* BEGIN Data section *

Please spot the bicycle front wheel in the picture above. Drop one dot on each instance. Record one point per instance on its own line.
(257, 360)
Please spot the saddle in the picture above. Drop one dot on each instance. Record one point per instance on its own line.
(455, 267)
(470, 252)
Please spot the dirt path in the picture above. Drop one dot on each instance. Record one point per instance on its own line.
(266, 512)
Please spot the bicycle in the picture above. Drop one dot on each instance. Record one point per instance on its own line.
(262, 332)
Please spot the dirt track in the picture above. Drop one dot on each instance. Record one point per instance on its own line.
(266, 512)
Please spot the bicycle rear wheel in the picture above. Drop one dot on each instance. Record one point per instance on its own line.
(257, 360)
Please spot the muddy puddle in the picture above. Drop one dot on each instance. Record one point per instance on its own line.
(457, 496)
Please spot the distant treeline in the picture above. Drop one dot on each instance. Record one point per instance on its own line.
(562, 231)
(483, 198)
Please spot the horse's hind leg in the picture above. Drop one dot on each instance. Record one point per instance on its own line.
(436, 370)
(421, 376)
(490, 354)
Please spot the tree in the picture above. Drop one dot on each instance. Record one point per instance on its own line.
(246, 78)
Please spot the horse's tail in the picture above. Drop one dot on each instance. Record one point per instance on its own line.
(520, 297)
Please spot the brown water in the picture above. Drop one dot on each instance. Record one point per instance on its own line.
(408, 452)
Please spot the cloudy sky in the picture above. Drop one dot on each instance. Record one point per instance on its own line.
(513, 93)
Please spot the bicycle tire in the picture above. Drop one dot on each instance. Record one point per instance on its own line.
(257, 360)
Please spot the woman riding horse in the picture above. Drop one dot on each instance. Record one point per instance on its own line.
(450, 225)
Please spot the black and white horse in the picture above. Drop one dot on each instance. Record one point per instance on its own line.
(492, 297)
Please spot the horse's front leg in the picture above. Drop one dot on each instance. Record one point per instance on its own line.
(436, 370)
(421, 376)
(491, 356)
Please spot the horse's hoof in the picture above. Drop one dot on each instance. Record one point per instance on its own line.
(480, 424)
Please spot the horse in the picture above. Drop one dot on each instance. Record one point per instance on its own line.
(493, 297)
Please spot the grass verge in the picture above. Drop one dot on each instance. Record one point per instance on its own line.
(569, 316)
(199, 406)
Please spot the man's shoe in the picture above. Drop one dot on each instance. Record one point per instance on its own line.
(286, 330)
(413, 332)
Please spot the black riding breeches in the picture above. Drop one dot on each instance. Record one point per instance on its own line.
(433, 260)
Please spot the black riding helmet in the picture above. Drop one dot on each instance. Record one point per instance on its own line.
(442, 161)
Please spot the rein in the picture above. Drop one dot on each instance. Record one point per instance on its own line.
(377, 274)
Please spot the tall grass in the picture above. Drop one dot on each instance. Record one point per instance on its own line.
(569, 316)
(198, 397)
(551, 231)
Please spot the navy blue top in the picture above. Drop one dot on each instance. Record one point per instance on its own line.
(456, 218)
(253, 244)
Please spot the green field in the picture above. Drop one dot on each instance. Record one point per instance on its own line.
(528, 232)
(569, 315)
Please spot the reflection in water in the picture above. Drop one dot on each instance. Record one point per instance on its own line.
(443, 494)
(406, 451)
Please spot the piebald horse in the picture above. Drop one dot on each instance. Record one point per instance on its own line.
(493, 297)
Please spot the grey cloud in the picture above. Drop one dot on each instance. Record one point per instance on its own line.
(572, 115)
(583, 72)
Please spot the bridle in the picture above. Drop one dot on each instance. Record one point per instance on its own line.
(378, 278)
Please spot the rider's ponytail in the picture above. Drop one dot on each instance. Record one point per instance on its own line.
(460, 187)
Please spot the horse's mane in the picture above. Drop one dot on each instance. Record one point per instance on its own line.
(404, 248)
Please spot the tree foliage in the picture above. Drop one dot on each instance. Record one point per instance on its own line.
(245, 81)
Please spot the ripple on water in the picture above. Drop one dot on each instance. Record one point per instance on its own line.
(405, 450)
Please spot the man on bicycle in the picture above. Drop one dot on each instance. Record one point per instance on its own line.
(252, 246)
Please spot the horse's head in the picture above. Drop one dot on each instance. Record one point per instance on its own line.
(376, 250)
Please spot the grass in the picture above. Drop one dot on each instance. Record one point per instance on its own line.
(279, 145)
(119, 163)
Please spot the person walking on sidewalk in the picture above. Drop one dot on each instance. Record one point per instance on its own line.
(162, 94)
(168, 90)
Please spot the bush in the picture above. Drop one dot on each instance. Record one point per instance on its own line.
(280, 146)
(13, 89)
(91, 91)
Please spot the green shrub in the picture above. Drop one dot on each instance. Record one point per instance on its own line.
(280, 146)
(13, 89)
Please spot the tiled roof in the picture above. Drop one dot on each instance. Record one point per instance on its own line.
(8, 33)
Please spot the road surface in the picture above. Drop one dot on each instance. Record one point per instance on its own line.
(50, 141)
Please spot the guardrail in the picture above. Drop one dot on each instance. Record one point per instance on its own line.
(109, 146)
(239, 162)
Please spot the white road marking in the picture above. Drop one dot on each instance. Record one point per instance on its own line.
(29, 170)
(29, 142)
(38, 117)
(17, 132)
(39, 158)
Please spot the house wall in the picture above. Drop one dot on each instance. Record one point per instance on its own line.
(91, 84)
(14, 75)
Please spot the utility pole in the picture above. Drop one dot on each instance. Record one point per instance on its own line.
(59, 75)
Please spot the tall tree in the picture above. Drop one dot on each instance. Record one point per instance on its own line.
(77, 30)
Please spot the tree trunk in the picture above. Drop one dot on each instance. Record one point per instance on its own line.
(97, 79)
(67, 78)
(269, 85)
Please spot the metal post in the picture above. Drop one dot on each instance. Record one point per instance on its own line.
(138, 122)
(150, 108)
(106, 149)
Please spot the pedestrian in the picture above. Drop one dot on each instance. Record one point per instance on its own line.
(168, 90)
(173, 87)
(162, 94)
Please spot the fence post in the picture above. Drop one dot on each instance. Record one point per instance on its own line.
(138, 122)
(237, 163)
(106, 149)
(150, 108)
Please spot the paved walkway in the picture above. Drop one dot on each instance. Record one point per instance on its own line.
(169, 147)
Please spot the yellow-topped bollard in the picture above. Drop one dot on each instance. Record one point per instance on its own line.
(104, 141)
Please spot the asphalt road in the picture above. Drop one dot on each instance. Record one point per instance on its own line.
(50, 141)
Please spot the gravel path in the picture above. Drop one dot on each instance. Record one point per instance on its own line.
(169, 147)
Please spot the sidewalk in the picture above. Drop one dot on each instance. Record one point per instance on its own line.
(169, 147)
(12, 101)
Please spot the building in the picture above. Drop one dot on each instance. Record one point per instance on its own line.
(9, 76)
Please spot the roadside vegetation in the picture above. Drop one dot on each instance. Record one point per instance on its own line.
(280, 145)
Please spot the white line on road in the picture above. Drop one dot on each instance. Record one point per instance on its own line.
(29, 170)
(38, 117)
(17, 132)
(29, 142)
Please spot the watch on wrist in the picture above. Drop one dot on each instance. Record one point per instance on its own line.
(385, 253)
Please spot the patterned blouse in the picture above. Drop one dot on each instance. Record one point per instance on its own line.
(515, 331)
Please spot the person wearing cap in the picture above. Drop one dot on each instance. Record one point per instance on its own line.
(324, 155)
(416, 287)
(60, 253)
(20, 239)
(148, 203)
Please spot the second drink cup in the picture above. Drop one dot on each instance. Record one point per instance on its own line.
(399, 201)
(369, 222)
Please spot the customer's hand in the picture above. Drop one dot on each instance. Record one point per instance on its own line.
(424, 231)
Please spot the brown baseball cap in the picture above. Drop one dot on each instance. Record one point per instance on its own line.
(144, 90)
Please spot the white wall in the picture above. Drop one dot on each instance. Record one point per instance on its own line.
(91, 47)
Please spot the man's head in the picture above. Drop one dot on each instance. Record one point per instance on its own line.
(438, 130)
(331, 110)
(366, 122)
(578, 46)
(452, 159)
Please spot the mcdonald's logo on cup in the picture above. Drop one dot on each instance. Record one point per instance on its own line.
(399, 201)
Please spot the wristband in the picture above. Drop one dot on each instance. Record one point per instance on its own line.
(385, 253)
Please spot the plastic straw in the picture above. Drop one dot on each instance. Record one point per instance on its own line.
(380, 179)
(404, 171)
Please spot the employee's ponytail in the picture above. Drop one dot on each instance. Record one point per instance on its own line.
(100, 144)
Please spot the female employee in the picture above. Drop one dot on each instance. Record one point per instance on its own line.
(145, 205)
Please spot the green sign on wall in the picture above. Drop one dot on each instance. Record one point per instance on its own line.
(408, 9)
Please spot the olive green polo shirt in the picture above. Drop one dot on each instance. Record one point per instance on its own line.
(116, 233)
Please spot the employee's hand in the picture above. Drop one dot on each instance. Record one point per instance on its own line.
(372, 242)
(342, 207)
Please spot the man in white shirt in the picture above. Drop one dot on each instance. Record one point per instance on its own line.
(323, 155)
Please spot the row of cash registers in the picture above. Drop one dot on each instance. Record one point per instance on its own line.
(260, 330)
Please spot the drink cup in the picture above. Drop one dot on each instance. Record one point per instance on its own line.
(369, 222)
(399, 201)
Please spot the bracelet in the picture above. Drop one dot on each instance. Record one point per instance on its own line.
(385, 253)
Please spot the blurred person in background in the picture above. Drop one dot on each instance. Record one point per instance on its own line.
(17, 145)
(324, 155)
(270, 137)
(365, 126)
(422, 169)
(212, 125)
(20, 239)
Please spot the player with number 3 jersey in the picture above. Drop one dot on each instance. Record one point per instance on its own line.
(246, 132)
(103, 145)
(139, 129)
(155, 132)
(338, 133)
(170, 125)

* END Data section *

• **What the task requires**:
Repeat exactly, and only, the lines from the one containing "Please spot the olive" through the end of the material.

• **Solution to this task**:
Please spot the olive green polo shirt in the picture above. Drop one dot on each instance. Record one point per instance on its own line.
(116, 233)
Please spot the employee's hand in the picture above. Drop one dot on each instance. Record one point per instance on its own line.
(372, 242)
(342, 207)
Please spot the man in white shirt in the picture above. Drop one dot on each instance. Record one point per instance on its own line.
(323, 155)
Please spot the row of cash registers in the picture above. Drop one dot on each instance. Record one point per instance on its own line.
(260, 330)
Please spot the drink cup in the picture above. Drop one dot on each instance. Record one point per instance on its own line.
(369, 222)
(399, 201)
Please spot the bracelet in the picture above. Drop one dot on each instance. Record one point per instance on its own line.
(385, 253)
Please spot the blurred person in background in the picture above. Drop one dot on each instance. Record one point per instance on its own line.
(17, 145)
(324, 155)
(270, 137)
(365, 126)
(422, 169)
(212, 125)
(20, 239)
Please spot the player with number 3 jersey in the picture above. Drop one dot on each instance. Record one point per instance on its own line.
(246, 132)
(103, 145)
(139, 129)
(155, 132)
(338, 133)
(170, 125)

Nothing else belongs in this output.